Given problem | How many lines of the items below contain the word "gray"? Give only the number.

----------

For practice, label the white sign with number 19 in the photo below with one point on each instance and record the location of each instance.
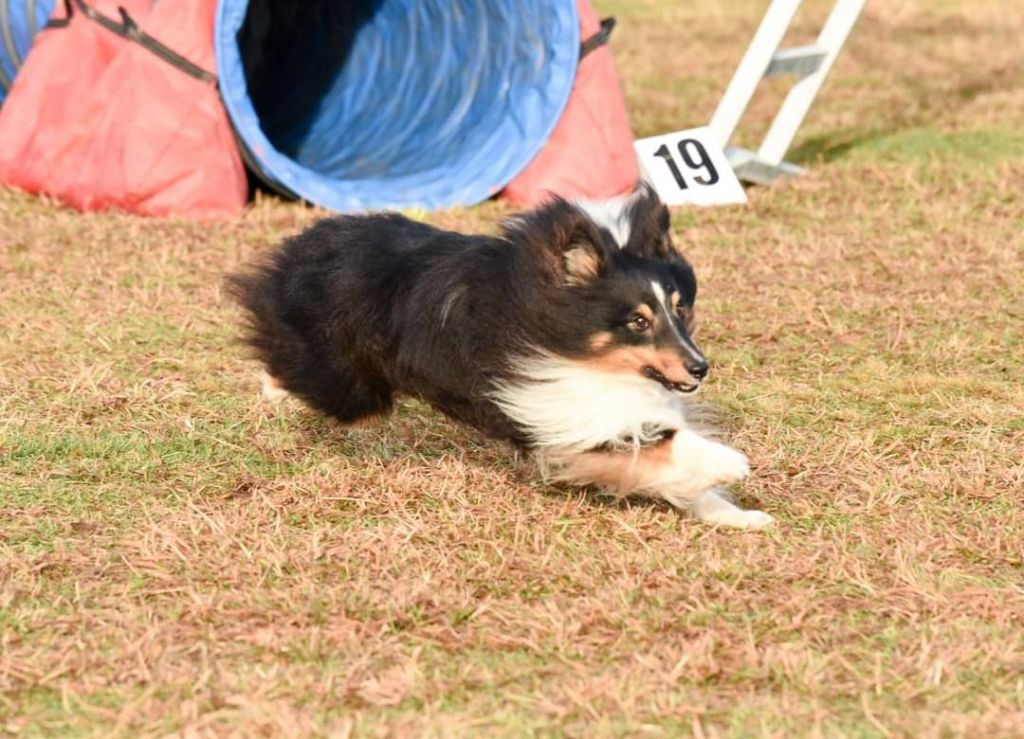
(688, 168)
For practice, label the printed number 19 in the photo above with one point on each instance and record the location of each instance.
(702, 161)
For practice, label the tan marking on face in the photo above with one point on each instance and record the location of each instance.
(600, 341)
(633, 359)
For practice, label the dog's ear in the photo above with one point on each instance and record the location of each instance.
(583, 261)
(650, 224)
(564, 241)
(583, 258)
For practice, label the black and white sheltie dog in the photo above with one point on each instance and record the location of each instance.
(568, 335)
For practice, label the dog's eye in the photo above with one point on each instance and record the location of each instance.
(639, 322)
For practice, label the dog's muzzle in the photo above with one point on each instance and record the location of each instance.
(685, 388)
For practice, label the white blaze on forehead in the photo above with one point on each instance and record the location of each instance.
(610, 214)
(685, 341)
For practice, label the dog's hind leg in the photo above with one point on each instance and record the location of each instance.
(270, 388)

----------

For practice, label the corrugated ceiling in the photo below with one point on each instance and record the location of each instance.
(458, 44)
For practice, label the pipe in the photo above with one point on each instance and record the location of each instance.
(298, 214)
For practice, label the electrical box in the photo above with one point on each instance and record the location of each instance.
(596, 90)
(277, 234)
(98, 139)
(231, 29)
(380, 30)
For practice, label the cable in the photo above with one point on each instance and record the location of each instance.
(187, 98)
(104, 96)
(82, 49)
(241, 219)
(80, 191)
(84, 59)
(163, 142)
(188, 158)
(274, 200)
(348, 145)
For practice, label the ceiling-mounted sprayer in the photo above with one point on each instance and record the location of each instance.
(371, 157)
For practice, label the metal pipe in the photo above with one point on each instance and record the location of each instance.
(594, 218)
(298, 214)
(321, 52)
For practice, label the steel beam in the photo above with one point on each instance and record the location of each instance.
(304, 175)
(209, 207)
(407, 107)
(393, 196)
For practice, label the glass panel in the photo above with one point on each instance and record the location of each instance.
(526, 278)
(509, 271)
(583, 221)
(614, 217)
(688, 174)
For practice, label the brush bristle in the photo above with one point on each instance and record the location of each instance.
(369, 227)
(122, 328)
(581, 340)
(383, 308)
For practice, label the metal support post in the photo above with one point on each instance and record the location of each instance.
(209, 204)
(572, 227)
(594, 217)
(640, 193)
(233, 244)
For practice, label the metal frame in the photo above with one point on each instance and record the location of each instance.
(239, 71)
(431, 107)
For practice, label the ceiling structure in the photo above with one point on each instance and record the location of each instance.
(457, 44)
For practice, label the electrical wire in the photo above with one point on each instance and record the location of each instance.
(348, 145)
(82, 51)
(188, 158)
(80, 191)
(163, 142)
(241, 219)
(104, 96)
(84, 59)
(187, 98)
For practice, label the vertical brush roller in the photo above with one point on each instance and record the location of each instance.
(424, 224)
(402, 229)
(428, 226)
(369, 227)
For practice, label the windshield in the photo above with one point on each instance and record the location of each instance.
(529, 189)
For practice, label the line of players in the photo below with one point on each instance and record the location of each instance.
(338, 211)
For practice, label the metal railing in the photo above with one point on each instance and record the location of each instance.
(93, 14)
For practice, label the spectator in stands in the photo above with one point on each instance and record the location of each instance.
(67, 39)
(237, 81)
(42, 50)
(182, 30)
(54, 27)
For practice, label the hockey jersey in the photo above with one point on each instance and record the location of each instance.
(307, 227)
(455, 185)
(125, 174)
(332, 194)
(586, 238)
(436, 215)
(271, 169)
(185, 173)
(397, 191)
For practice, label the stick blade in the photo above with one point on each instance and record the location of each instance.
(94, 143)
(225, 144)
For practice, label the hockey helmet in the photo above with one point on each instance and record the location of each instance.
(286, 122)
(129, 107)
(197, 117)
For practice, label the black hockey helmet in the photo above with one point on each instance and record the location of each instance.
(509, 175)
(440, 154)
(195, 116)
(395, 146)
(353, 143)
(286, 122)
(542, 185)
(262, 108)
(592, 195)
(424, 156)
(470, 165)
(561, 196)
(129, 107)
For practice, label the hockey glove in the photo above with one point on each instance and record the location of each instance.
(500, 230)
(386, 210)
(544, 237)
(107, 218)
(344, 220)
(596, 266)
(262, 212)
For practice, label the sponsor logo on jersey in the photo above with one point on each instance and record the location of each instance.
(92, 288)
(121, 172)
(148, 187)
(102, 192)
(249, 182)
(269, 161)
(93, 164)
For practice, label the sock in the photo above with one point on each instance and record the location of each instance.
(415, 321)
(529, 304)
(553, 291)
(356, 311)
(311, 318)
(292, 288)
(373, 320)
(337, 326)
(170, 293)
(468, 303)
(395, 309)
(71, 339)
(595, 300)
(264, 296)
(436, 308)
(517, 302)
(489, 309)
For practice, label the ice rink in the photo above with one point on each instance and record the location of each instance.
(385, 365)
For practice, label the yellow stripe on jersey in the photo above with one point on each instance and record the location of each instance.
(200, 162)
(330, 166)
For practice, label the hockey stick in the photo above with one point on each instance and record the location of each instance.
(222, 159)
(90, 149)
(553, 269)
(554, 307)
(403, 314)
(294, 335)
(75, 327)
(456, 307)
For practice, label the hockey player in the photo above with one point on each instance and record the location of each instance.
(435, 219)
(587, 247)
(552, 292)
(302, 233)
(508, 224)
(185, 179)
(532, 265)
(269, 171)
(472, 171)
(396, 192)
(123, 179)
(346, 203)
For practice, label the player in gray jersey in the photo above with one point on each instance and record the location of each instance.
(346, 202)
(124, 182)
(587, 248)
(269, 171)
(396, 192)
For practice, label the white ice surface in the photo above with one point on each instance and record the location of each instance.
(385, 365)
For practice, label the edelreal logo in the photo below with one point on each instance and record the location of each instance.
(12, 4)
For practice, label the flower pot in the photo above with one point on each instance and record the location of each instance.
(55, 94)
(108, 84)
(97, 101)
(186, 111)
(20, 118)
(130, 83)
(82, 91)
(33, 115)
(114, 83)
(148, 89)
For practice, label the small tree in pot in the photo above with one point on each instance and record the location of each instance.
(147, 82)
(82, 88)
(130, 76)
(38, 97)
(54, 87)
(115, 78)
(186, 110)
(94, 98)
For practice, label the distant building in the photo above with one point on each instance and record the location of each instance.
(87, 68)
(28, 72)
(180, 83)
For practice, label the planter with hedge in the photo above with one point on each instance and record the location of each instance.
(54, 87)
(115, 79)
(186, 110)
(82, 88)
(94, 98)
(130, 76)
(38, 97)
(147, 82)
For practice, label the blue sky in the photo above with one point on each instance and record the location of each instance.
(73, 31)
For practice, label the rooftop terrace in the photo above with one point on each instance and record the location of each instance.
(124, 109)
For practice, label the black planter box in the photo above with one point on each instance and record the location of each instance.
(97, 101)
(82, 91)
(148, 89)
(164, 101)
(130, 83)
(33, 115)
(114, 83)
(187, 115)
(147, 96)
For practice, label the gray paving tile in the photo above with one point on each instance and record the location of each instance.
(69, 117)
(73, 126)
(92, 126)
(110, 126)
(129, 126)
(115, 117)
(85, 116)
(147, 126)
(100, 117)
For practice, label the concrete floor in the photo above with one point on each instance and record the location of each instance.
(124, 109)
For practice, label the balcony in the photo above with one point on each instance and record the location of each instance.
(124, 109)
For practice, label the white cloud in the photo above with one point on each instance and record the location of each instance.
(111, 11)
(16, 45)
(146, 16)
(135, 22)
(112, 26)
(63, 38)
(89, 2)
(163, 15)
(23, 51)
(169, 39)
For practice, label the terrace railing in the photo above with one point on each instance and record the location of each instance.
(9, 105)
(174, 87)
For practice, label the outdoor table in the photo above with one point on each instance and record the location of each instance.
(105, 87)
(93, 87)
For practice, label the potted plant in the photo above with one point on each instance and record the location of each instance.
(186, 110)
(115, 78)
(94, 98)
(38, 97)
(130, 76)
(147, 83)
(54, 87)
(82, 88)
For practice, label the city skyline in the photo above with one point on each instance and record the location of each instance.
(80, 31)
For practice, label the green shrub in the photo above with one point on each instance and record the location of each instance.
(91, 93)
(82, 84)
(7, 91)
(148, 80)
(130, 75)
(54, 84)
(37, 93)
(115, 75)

----------

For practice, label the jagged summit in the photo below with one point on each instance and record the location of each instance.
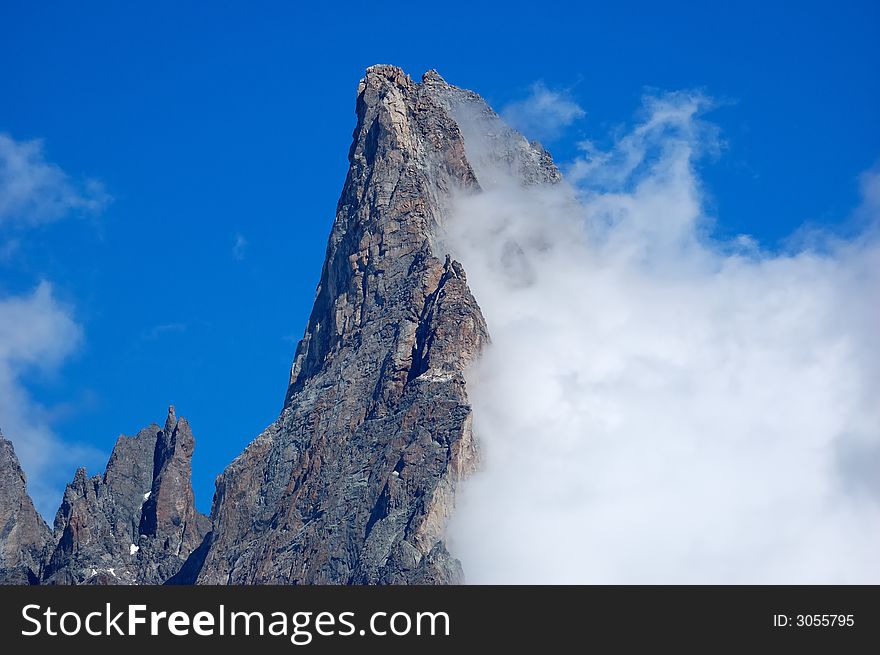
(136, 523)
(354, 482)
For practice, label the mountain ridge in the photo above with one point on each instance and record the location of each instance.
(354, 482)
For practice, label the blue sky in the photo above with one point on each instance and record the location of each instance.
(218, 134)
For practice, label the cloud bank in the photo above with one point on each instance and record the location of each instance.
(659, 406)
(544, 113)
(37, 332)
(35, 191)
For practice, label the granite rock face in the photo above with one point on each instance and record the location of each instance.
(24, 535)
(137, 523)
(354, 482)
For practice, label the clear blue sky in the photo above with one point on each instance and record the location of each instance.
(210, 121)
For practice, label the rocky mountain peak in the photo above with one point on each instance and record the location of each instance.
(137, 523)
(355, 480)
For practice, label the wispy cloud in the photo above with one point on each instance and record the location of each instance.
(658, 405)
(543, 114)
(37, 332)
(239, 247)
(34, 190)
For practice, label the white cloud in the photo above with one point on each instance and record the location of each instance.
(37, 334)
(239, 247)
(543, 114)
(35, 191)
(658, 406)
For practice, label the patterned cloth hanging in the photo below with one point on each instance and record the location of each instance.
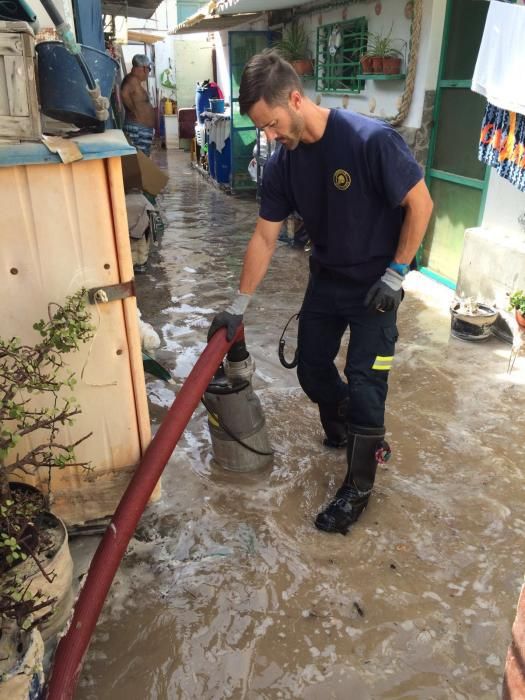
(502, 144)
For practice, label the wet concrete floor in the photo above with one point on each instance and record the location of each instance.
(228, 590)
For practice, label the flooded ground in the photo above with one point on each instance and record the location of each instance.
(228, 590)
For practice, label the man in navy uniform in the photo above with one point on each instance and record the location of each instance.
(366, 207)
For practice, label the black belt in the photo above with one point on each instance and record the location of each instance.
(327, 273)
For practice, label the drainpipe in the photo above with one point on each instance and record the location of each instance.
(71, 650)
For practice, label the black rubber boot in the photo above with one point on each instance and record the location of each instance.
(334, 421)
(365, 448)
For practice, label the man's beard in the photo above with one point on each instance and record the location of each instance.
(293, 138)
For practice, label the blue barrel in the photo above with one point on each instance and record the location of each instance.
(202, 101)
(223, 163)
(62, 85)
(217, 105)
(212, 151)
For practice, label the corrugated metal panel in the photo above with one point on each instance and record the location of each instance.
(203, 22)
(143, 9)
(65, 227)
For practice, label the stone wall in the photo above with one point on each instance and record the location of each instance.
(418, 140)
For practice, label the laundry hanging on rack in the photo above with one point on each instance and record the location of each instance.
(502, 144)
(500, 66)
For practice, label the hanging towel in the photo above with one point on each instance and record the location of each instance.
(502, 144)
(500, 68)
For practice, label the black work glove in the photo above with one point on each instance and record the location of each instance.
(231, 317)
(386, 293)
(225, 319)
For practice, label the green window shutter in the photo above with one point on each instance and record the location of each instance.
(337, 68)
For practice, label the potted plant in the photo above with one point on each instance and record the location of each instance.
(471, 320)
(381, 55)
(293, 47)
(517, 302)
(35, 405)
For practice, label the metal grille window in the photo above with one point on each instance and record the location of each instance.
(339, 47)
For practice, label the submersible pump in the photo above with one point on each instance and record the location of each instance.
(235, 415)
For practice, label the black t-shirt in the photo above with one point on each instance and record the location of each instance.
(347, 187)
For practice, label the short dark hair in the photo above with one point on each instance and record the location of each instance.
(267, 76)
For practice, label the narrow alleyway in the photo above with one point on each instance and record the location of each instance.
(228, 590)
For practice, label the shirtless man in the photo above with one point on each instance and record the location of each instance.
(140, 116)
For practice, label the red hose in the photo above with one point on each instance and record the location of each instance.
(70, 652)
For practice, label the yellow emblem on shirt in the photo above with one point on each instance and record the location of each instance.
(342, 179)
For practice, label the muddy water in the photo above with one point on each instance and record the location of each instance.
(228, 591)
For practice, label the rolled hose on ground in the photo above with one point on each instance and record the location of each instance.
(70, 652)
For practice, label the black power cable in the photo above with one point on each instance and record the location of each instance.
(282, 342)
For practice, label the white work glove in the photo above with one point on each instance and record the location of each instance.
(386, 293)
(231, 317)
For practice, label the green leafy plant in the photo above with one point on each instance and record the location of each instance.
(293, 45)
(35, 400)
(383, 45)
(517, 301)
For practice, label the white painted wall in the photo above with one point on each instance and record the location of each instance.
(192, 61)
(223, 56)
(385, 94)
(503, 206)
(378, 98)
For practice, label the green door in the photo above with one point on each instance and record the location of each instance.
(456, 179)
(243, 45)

----------

Response to this task | 2